How many lines in the entries below contain the string "head"? Reply with only the number.

EXERCISE MATERIAL:
-*-

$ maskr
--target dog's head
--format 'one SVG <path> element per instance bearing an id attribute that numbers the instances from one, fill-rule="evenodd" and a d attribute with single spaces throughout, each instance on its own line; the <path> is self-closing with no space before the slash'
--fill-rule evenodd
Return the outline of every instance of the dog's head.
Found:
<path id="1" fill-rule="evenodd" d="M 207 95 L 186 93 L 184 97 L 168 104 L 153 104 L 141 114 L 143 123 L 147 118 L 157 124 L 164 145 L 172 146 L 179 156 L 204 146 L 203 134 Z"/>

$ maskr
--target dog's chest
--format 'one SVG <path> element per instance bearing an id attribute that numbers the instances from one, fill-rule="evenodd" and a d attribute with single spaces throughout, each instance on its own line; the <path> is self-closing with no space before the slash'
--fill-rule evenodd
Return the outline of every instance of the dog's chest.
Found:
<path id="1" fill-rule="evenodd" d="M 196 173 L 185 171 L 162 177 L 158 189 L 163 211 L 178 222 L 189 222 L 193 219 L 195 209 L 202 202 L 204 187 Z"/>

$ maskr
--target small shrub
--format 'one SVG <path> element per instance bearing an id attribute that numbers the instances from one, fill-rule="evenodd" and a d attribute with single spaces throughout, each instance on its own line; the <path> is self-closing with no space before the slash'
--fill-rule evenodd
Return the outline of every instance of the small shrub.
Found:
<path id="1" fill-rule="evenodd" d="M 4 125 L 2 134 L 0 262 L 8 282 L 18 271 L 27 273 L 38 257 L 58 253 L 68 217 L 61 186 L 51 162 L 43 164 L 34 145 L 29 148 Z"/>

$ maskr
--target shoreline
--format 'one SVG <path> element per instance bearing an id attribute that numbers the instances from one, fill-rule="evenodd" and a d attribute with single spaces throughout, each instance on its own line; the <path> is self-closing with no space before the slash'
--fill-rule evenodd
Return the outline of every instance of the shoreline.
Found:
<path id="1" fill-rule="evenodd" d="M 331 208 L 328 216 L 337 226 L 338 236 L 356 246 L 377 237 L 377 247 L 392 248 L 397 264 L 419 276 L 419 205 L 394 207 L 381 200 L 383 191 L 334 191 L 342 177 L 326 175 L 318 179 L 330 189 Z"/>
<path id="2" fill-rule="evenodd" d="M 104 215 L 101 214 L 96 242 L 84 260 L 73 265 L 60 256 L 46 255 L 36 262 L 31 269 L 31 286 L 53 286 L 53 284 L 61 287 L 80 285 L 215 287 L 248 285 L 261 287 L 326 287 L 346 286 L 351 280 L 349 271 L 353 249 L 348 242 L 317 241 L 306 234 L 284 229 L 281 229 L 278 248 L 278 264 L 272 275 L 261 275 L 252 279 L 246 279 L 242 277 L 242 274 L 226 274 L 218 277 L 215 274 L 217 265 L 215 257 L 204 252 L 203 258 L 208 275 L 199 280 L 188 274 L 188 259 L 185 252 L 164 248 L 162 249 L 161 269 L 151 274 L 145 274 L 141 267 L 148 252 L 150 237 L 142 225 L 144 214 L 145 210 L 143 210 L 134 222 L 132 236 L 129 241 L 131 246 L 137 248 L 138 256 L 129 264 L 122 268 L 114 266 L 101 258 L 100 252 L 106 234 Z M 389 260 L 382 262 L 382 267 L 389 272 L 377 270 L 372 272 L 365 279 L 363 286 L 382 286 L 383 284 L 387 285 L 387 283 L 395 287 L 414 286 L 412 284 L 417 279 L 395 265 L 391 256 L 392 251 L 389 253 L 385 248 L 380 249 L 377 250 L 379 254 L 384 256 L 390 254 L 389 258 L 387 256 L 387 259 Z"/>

-*-

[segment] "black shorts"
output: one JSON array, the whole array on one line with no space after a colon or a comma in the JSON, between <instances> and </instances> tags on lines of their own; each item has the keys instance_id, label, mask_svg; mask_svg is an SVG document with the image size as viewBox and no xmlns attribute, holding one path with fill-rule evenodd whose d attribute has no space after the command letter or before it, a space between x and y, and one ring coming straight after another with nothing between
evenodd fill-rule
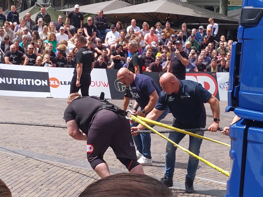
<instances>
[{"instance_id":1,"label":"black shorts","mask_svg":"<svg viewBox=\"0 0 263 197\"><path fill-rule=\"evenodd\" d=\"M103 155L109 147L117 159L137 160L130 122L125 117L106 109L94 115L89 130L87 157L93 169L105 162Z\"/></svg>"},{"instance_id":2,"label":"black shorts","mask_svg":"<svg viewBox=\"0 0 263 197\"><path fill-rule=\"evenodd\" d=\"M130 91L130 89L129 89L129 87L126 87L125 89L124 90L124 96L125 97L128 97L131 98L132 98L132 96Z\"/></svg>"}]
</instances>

-*-

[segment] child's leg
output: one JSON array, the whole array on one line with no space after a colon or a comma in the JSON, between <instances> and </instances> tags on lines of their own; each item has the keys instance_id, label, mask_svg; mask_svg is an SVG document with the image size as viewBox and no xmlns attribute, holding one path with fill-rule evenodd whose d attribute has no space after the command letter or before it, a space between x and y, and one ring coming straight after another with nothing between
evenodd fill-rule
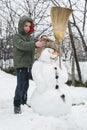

-*-

IN RESPONSE:
2